◆ **Given data**
######
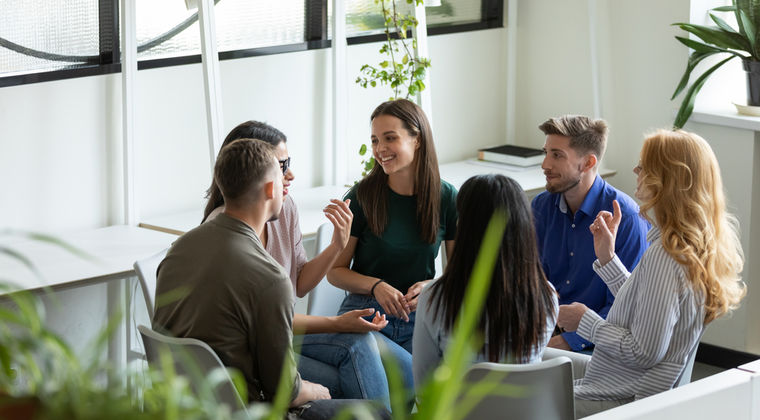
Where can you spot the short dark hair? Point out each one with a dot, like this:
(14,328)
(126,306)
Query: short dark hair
(242,167)
(246,130)
(587,135)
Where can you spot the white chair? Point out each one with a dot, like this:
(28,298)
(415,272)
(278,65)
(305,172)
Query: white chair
(685,377)
(542,390)
(195,360)
(325,299)
(146,271)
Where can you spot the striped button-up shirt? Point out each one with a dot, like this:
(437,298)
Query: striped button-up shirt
(656,320)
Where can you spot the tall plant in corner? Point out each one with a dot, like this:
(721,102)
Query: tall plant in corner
(401,68)
(722,39)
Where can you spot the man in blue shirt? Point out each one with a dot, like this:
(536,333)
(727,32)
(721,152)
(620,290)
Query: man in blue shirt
(575,194)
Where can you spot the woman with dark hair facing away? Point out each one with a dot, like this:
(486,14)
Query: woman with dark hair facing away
(521,306)
(689,275)
(402,212)
(347,364)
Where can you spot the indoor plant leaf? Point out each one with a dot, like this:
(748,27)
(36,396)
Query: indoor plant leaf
(749,31)
(722,24)
(694,59)
(687,106)
(716,36)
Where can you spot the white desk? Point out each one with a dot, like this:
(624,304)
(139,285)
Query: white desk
(311,201)
(530,178)
(87,291)
(113,250)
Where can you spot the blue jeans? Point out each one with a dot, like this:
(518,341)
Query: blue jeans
(348,365)
(396,337)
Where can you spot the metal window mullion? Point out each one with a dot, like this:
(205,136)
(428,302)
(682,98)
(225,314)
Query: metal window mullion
(315,20)
(340,95)
(211,77)
(424,98)
(108,31)
(128,74)
(511,66)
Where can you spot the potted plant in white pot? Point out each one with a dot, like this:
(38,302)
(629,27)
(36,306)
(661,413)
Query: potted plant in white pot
(743,43)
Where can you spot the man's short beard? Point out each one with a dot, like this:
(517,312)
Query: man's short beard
(561,189)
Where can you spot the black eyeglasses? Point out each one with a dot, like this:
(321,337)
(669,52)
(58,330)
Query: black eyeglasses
(285,164)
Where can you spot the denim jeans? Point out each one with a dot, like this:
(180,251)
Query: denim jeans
(396,337)
(329,409)
(348,365)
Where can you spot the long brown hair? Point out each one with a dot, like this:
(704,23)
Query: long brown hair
(247,130)
(372,190)
(681,179)
(520,300)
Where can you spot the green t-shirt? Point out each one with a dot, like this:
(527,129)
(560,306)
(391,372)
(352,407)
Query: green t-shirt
(400,256)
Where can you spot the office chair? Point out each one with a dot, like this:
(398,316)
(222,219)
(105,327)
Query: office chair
(542,390)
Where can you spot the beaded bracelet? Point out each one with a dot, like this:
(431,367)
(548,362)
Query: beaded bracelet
(372,290)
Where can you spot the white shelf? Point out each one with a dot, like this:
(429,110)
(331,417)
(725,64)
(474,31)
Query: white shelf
(724,114)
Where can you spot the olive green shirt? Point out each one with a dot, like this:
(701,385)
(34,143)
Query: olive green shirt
(231,294)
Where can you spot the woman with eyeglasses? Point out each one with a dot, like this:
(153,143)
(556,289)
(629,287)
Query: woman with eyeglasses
(403,211)
(689,276)
(336,351)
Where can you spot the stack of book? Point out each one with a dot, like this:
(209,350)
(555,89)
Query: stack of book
(512,155)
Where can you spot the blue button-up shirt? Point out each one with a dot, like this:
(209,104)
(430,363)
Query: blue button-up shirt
(566,246)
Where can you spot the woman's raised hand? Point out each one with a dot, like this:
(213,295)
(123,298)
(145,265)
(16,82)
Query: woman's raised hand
(392,301)
(604,229)
(340,215)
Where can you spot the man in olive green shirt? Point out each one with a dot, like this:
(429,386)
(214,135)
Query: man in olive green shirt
(231,293)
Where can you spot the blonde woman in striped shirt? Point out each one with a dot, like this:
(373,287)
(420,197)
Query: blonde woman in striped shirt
(689,275)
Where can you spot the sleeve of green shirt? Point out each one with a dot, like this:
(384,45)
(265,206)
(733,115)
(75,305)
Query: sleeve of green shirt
(274,332)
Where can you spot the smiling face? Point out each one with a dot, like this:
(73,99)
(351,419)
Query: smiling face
(562,165)
(281,151)
(393,146)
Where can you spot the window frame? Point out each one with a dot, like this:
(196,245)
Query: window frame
(316,22)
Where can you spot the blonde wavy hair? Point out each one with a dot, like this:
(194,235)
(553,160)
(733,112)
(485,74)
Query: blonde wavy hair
(683,190)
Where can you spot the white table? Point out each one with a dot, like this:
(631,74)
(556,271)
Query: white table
(112,249)
(530,178)
(311,201)
(88,291)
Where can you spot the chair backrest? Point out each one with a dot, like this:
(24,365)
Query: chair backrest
(542,390)
(146,271)
(685,377)
(325,299)
(195,360)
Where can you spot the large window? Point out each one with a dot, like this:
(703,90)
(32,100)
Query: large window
(38,36)
(47,39)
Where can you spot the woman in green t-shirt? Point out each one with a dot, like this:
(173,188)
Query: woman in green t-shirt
(402,212)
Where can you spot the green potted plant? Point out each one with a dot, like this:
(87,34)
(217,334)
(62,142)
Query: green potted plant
(743,43)
(401,68)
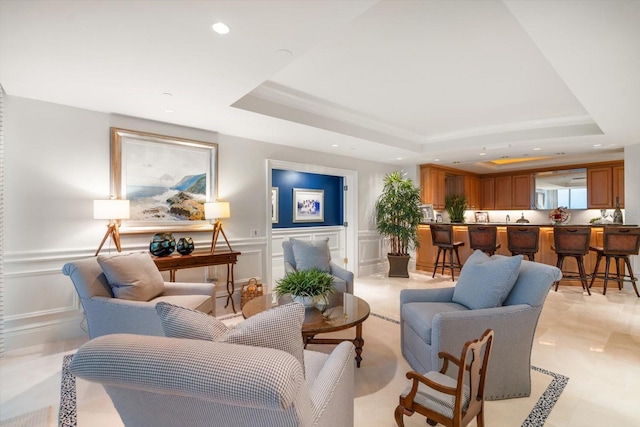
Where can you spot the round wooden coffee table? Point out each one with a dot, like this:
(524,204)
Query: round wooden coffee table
(343,311)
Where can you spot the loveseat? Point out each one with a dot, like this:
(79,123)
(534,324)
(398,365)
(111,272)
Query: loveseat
(107,314)
(204,373)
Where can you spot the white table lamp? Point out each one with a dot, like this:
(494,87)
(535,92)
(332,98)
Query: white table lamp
(216,211)
(113,210)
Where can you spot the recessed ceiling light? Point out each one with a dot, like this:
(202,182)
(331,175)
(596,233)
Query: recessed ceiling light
(221,28)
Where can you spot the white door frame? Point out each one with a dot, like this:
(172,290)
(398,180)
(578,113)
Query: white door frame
(350,213)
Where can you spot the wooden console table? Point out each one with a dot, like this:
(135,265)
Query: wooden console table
(204,259)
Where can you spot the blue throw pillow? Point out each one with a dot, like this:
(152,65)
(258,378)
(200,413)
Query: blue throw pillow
(312,254)
(485,282)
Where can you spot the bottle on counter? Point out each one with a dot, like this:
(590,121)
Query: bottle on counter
(617,213)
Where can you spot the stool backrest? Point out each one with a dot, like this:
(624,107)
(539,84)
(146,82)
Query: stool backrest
(523,239)
(483,237)
(441,234)
(621,240)
(572,240)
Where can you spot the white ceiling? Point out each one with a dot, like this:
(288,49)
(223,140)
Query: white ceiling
(395,81)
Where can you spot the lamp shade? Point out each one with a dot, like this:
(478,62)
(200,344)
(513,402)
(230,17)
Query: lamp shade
(111,209)
(217,210)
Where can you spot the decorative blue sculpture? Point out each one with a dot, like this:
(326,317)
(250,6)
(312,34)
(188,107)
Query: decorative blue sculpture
(163,244)
(185,245)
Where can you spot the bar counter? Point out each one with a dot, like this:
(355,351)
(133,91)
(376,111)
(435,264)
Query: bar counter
(426,253)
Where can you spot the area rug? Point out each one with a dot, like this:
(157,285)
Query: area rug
(378,383)
(38,418)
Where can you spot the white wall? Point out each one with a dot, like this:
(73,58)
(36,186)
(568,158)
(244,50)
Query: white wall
(57,162)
######
Extract every line from the one containing "Where can you spot the white wall?" through the last line of the data, inclusive, exactly as written.

◆ **Task solution**
Where can you spot the white wall? Point out each one with a dot, like this:
(73,58)
(36,186)
(568,158)
(244,50)
Query: white wall
(57,162)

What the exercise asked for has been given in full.